• Exercise instructions:
Go over the entries and report the lines where the word "ground" occurs.

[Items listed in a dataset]
-------

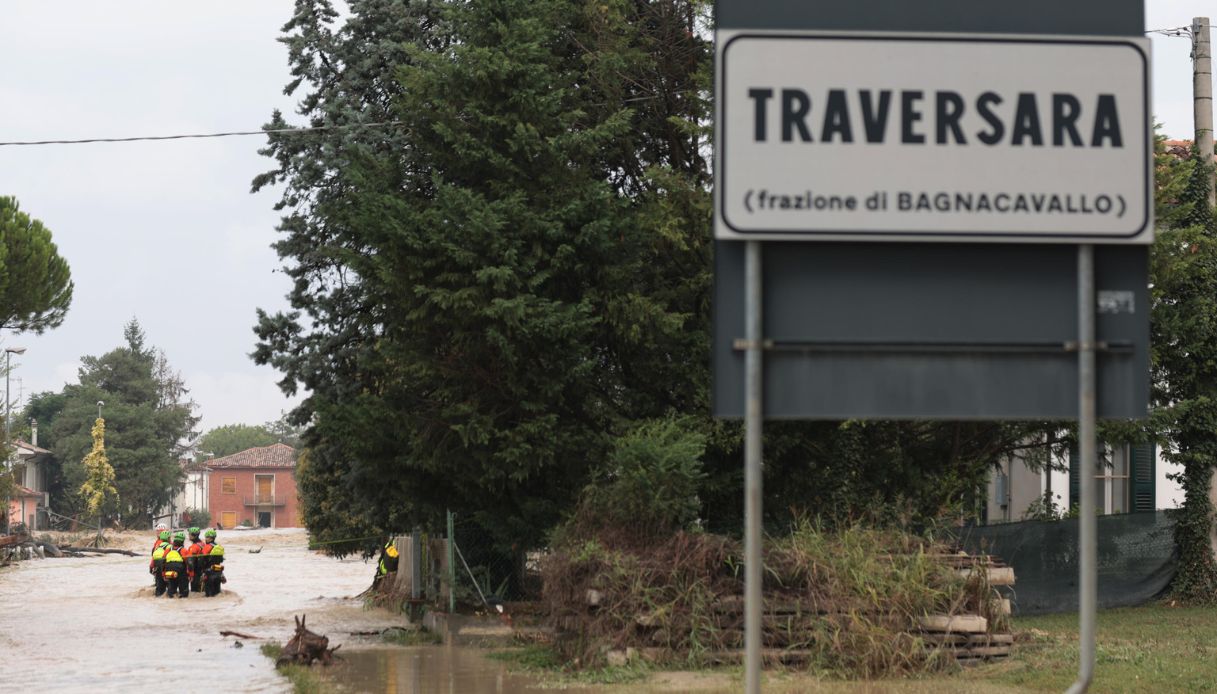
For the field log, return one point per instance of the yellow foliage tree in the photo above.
(99, 487)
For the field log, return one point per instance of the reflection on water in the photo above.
(426, 670)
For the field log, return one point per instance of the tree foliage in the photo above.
(234, 438)
(149, 424)
(97, 491)
(515, 274)
(1184, 357)
(35, 283)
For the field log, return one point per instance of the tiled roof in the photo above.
(278, 455)
(28, 447)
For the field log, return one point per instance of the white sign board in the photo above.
(932, 138)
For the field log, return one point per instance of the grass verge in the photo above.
(544, 664)
(1150, 649)
(1153, 648)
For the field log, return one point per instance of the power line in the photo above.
(200, 135)
(1172, 32)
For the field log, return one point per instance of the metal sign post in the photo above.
(753, 576)
(1087, 445)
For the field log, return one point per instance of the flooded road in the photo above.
(93, 625)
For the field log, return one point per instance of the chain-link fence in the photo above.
(487, 571)
(1137, 559)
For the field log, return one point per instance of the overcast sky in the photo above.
(168, 231)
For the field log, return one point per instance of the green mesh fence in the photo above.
(1137, 559)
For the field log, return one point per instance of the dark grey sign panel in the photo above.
(931, 331)
(1080, 17)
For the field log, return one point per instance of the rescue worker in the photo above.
(387, 564)
(213, 561)
(175, 577)
(192, 553)
(156, 565)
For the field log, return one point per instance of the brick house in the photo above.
(257, 485)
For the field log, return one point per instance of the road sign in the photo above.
(932, 136)
(931, 331)
(896, 329)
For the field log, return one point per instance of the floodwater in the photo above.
(93, 625)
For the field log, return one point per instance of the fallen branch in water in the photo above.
(97, 550)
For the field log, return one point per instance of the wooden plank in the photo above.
(983, 651)
(966, 623)
(997, 575)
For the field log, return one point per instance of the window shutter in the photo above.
(1075, 491)
(1143, 475)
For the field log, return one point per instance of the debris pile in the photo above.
(861, 602)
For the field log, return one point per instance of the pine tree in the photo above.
(35, 283)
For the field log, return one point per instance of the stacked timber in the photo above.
(788, 622)
(974, 638)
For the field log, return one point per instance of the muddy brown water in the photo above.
(93, 625)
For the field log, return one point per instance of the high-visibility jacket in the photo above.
(157, 560)
(174, 563)
(161, 546)
(216, 559)
(191, 554)
(205, 555)
(388, 559)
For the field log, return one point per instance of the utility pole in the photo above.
(1203, 95)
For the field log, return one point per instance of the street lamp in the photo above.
(7, 369)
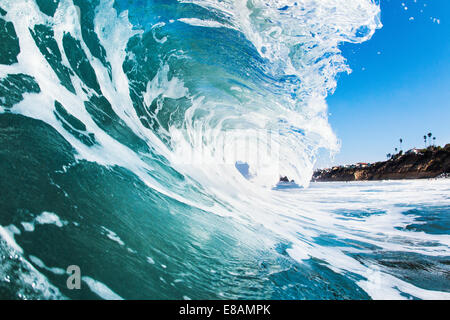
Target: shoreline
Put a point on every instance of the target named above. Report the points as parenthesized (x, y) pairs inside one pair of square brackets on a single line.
[(429, 163)]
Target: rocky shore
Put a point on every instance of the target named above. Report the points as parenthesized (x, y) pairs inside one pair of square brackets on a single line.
[(431, 162)]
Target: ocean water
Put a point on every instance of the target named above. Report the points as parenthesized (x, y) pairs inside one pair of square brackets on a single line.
[(142, 142)]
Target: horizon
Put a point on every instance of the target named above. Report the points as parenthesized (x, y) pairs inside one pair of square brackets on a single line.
[(398, 87)]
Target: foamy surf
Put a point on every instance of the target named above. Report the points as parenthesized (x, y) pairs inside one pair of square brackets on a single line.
[(130, 120)]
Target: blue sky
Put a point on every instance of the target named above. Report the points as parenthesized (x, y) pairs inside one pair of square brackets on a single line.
[(400, 84)]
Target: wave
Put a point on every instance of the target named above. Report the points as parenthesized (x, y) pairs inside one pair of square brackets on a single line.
[(178, 94)]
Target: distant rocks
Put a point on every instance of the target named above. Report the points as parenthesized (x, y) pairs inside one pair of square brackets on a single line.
[(432, 162)]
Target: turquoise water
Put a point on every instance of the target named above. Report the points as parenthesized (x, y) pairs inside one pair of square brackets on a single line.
[(122, 128)]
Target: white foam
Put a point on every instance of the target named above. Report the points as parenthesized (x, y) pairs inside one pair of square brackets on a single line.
[(101, 289)]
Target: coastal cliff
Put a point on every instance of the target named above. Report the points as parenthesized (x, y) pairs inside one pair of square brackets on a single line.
[(414, 164)]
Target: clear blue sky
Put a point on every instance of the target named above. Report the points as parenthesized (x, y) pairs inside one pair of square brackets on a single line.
[(400, 84)]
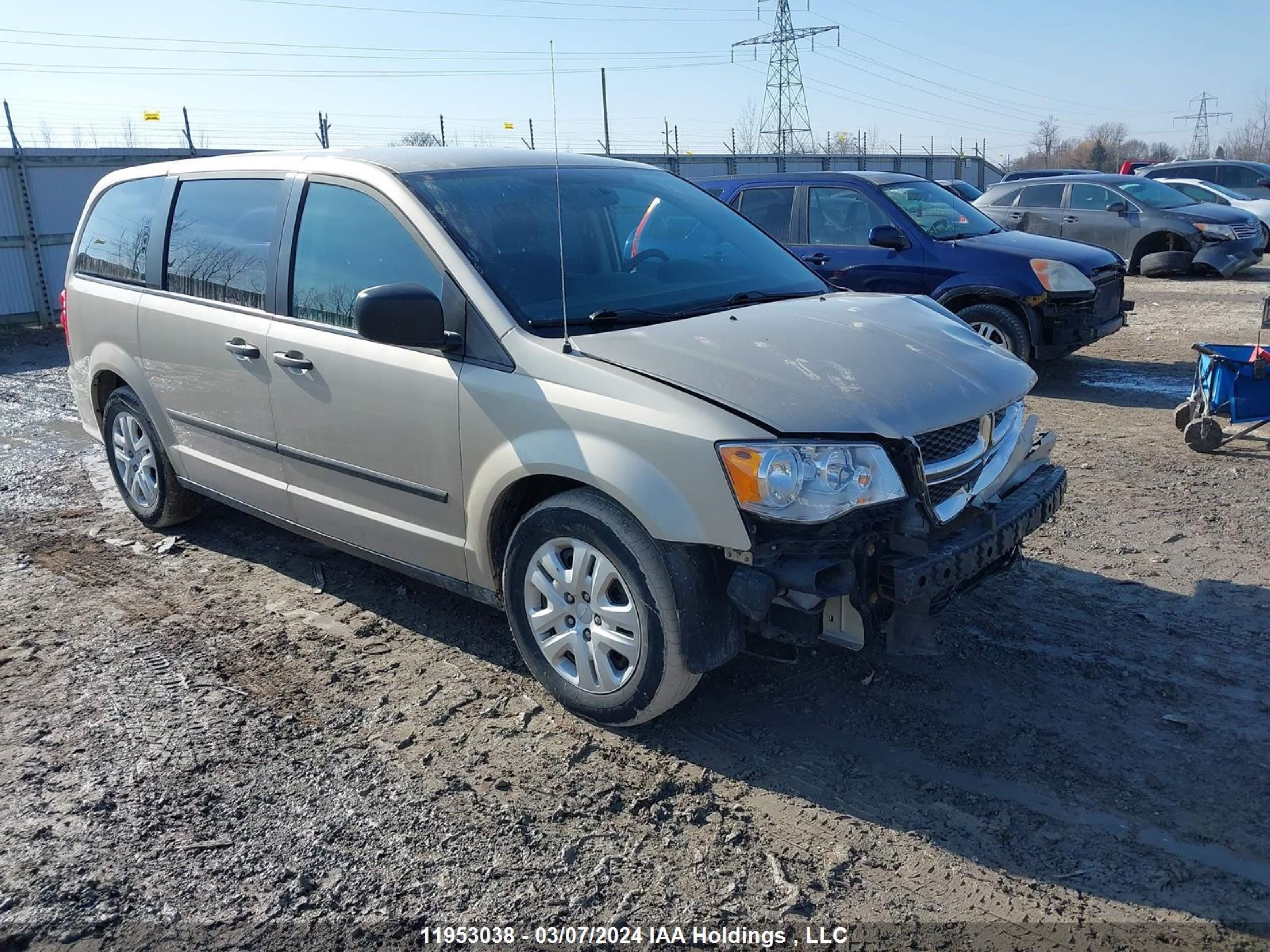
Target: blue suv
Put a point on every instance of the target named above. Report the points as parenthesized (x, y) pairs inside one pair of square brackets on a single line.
[(1039, 298)]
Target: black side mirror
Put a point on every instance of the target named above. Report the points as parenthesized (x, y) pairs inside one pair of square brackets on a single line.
[(887, 236), (403, 314)]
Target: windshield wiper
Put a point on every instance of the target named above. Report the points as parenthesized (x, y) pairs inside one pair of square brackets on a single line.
[(747, 298), (608, 315)]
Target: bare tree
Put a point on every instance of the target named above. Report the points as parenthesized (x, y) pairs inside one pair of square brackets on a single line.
[(1112, 135), (750, 126), (1253, 139), (419, 138), (1046, 139)]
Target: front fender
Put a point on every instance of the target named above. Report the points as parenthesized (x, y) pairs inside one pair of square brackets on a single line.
[(107, 357), (690, 511), (1027, 299)]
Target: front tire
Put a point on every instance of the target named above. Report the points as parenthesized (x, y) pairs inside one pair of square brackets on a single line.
[(140, 465), (592, 610), (1001, 327), (1161, 265)]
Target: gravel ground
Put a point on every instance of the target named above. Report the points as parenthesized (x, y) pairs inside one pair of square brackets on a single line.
[(234, 738)]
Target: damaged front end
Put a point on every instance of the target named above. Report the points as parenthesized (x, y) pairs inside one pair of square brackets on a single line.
[(976, 490)]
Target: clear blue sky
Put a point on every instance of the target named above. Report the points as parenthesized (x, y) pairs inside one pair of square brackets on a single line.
[(381, 68)]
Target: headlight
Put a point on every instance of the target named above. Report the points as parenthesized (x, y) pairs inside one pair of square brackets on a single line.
[(810, 482), (1216, 233), (1060, 276)]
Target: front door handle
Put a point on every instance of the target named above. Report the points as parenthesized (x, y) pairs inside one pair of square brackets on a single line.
[(242, 349), (292, 361)]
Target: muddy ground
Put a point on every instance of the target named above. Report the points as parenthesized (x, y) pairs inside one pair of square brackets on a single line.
[(248, 739)]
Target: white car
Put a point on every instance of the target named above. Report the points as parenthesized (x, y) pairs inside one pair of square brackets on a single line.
[(1220, 195)]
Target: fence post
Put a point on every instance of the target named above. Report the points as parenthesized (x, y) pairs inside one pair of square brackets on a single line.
[(29, 230)]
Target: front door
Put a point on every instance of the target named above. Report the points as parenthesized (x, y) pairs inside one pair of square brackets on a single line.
[(1039, 210), (1087, 219), (368, 432), (204, 337), (835, 240)]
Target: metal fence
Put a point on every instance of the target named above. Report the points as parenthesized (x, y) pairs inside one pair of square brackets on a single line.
[(42, 194)]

-------

• Worked solution:
Target: gravel ground
Target: muddy ground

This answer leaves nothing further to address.